#### Stated problem:
List each line in the rows below that contains the string "portrait".

BEGIN Stored records

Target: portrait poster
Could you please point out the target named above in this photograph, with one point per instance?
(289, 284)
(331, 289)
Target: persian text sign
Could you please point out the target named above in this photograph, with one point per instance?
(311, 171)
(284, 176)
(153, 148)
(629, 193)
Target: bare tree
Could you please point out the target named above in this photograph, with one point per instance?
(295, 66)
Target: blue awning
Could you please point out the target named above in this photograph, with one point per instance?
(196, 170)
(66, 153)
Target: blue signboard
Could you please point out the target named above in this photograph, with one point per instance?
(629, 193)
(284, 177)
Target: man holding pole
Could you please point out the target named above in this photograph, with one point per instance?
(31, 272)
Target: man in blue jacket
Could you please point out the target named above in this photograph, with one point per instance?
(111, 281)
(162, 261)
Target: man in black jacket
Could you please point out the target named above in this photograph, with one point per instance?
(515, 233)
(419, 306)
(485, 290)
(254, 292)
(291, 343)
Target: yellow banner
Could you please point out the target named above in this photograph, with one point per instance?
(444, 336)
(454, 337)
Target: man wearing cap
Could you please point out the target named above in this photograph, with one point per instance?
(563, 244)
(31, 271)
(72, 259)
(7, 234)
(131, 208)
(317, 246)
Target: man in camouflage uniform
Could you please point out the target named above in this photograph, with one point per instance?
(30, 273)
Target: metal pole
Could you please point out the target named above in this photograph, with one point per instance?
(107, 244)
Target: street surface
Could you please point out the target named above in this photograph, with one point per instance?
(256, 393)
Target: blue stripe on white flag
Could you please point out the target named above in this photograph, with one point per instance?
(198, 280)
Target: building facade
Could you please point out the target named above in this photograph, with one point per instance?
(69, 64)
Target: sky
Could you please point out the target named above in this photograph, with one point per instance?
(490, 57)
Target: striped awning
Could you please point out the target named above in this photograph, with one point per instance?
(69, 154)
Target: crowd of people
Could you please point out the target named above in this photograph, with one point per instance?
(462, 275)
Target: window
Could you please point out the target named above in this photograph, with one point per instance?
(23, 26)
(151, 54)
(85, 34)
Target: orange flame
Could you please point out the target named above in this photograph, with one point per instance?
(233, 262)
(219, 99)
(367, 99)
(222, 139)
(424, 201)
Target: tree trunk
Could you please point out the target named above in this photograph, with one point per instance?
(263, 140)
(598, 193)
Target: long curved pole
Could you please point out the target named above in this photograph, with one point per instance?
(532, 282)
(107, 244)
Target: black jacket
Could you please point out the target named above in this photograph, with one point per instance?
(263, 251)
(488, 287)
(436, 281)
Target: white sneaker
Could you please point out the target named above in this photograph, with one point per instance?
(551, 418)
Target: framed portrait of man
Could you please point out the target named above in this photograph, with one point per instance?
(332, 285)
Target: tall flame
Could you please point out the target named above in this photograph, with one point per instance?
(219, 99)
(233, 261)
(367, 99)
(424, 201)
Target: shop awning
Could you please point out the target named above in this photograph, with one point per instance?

END Stored records
BEGIN Stored records

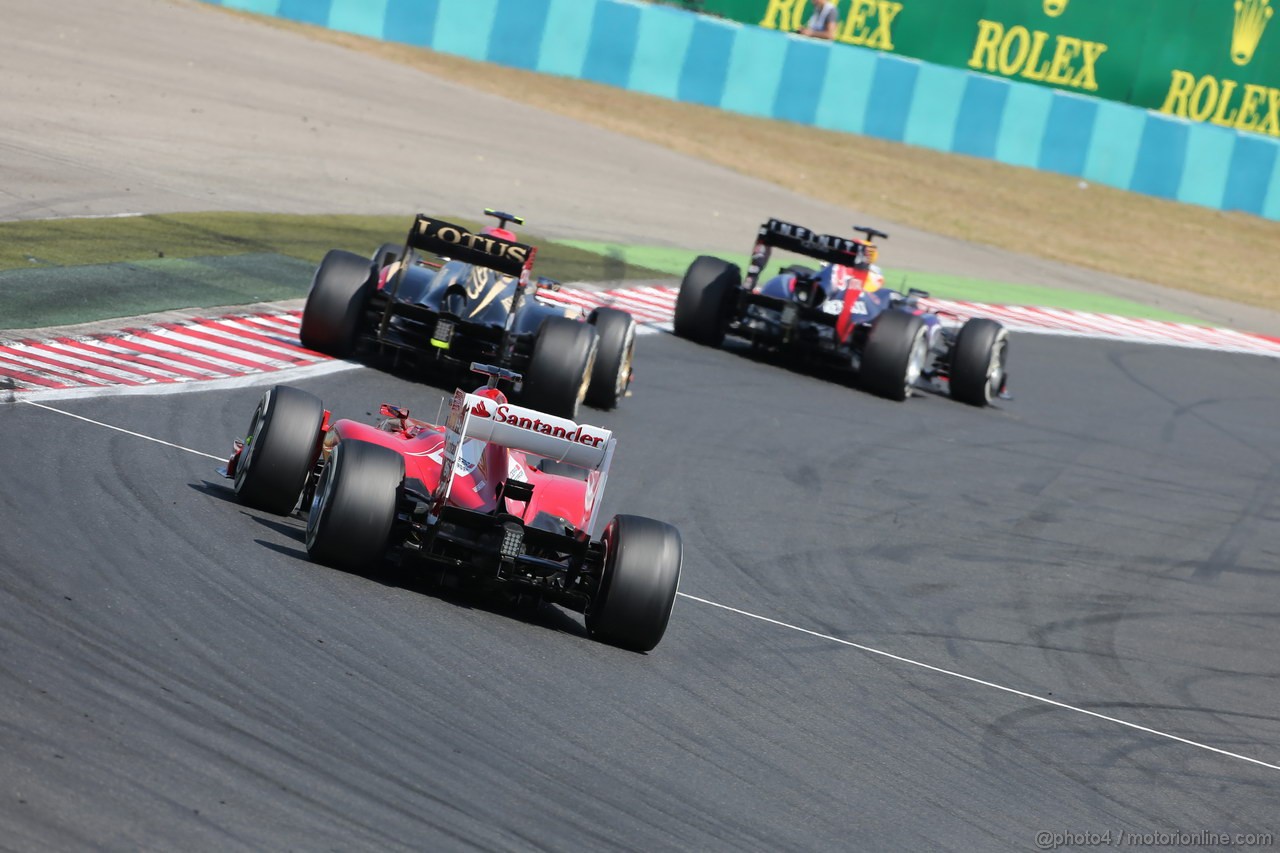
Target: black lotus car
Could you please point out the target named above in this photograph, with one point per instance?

END Stored records

#### Task solution:
Target: portrait poster
Target: framed portrait of man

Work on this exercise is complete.